● ACTIVITY
From first line to last, give the records again word for word and omit the pictures.

(Image-grounded pointing data)

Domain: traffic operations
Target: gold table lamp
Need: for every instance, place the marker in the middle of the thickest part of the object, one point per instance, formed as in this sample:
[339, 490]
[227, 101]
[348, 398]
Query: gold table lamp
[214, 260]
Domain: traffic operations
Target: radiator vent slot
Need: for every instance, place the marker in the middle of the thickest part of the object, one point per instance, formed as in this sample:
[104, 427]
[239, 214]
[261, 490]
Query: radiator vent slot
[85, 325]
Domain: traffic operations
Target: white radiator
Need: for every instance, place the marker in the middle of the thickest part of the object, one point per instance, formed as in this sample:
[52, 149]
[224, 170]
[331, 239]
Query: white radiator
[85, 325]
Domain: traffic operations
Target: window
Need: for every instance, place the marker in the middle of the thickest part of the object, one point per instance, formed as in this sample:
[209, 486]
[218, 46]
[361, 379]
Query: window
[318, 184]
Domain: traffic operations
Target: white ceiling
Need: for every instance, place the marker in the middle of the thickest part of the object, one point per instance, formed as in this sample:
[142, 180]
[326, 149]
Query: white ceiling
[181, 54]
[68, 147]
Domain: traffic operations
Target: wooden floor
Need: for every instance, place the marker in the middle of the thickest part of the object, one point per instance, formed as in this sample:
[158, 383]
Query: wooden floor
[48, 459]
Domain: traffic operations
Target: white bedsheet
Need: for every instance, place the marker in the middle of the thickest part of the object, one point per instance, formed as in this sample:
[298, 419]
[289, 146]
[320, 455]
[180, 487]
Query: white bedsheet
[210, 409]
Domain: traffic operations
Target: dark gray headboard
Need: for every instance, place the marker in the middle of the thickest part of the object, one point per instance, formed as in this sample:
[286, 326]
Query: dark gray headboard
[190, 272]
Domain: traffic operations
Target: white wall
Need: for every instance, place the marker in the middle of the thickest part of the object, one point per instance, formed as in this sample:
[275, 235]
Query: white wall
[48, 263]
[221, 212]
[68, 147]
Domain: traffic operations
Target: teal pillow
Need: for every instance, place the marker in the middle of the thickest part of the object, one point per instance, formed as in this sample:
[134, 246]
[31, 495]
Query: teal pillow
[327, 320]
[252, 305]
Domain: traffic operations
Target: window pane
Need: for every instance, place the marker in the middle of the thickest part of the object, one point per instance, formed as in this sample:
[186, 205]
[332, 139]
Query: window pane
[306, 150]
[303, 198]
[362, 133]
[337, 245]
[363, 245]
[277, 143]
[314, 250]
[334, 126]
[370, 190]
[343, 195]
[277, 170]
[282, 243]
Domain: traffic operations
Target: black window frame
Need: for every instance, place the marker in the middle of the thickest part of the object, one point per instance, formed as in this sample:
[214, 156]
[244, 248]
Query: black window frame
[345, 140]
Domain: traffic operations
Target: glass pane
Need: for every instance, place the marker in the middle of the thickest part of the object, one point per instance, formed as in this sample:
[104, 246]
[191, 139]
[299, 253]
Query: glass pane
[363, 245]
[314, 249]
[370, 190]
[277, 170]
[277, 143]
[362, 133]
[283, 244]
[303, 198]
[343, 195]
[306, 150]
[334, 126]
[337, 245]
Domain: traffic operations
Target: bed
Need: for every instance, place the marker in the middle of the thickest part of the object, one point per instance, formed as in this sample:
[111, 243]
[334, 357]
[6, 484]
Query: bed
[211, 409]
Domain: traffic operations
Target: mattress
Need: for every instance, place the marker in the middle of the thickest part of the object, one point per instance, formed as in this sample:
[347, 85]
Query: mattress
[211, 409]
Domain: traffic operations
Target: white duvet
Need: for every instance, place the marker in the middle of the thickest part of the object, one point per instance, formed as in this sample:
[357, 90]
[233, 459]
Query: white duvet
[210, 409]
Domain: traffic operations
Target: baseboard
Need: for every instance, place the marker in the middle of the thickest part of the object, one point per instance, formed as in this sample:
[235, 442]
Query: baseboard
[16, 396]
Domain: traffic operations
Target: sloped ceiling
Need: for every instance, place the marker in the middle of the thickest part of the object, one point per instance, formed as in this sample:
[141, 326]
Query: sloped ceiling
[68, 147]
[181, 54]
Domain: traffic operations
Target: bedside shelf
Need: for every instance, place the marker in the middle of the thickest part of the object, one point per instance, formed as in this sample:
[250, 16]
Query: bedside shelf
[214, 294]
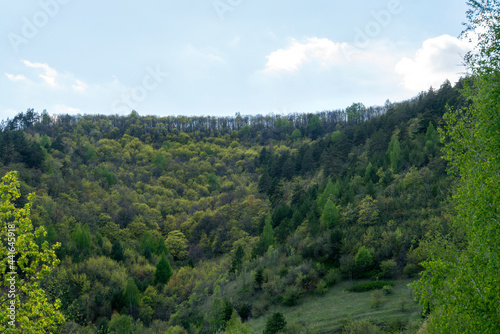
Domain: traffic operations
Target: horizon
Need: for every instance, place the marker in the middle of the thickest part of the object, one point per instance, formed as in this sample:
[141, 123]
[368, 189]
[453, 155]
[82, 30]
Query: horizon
[221, 58]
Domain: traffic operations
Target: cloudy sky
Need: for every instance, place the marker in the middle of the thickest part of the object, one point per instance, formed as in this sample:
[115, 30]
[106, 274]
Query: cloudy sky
[219, 57]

● RESPONSE
Domain: traffic operations
Target: gold table lamp
Need: for every instance, place the marker in the middle of the thickest part of the object, one point per instance, formed as in this sample:
[339, 490]
[227, 101]
[348, 398]
Query: gold table lamp
[214, 260]
Domain: traffic operations
Target: radiator vent slot
Need: for every instance, place the marker in the middle of the thickest part of the object, one point per instance, formed as in this sample:
[104, 427]
[239, 214]
[261, 490]
Query: radiator vent slot
[85, 325]
Domain: traffic operations
Target: white radiator
Need: for every instance, place the marker in the middle of the thickest part of the object, one point per instance, formed as in this sample:
[52, 149]
[224, 170]
[331, 239]
Query: white radiator
[85, 325]
Domain: traffic operations
Target: window
Need: for every instance, place the marker in the middle of the thickest part of the object, one point per instance, formed as in this sample:
[209, 486]
[218, 46]
[361, 379]
Query: window
[318, 184]
Domain: traffic operations
Target: white ceiling
Need: for every instance, place the marker in the middle of the thickest part of the object, one point per instance, formed as in this sample:
[142, 180]
[326, 149]
Query: white ceiling
[181, 54]
[68, 147]
Domain: traffic operations
Target: wooden floor
Need: for every instance, place the marker in the middle of the thickest part of the object, one point per instance, formed as in this sample:
[158, 383]
Query: wooden floor
[48, 459]
Domain: traffic operations
Target: white bedsheet
Need: for every instance, place the marker in the middle of the thickest part of the object, one point per instance, formed as in this sample:
[298, 419]
[289, 146]
[320, 455]
[180, 487]
Query: white bedsheet
[210, 409]
Domain: traffic operations
Target: dark gray headboard
Need: for every instance, place the marker in the middle of the thickest part of the object, one point per instance, formed as in this sample:
[286, 326]
Query: dark gray headboard
[190, 272]
Domain: traffic operations
Target: white wall
Need: for every instance, place the marker in the middle of the thickest part of the object, one point per instance, formed as in this sample:
[275, 235]
Query: white wall
[48, 263]
[221, 212]
[68, 147]
Domain: traffic operations
Target: teal pillow
Need: for every instance, place the marker in the middle of the thickest part of the object, one point per instance, formed as in this sample:
[134, 246]
[31, 495]
Query: teal pillow
[327, 320]
[252, 305]
Domain: traffic operations
Target: window pane
Need: for every instance, place the marker in the middle of the thickest part of the object, one point per instance, formed as in this sample:
[186, 205]
[332, 139]
Query: window pane
[306, 150]
[303, 198]
[362, 133]
[337, 245]
[363, 245]
[277, 143]
[314, 250]
[334, 126]
[370, 190]
[343, 195]
[277, 170]
[282, 243]
Domain: traffic operations
Target: black window frame
Need: for every instance, place the marker in the middle of the thickest part of the object, one point per instance, formed as in this sample:
[214, 156]
[244, 248]
Query: black window frame
[345, 140]
Domain: traffic operations
Target: glass pane
Need: for every instance, place the marker in the middle of the thickest part of the object, one point per instance, formed as in this sample:
[104, 246]
[191, 139]
[299, 253]
Query: glass pane
[363, 245]
[314, 249]
[370, 190]
[277, 170]
[277, 143]
[362, 133]
[283, 244]
[303, 198]
[343, 195]
[306, 150]
[334, 126]
[337, 245]
Domain: traffic operations
Target: bed
Need: for every instance, place the marker in the middle of the thickest part of the object, one point per instance, formed as in this sample:
[111, 243]
[334, 357]
[6, 484]
Query: bed
[211, 409]
Domain: traffic operations
Target: mattress
Need: for every instance, place the marker in the middle of the thickest part of the object, one point per instance, formed as in this sample:
[347, 85]
Query: mattress
[211, 409]
Domain: traffic operations
Target: white duvet
Need: for every instance, place the marker in the middle of the thickest part of the object, one point per instance, formed as in this sample:
[357, 90]
[233, 459]
Query: white duvet
[210, 409]
Domain: traffic operations
Target: baseboard
Need: for every instance, place the marker in the middle of the thickest part of the object, one point per instance, formed as in this sample:
[235, 442]
Query: baseboard
[16, 396]
Domain: traffic operations
Target: sloped ceiling
Need: for every instance, place the marker in the middle of the thickest part of the object, one point per instance, formed as in this sample:
[141, 326]
Query: sloped ceiling
[68, 147]
[181, 54]
Domain: traffic operations
Target: bedside shelf
Need: for every instance, place the marker in the middle of the thickest part of the object, one point per instance, formed as in this sample:
[250, 16]
Query: bedside shelf
[214, 294]
Domain: traffic operations
Target: horizon
Need: for every instance, place the marker in the middle of the thickest part of the object, one point per instance, formed as in this sample:
[141, 123]
[368, 189]
[453, 155]
[82, 30]
Query: horizon
[221, 58]
Domain: traffic operations
Target: cloudy sky
Need: for every instance, place the marker in the middle of the thickest part of the object, one point per instance, formed as in this sample:
[115, 30]
[106, 274]
Query: cloudy sky
[219, 57]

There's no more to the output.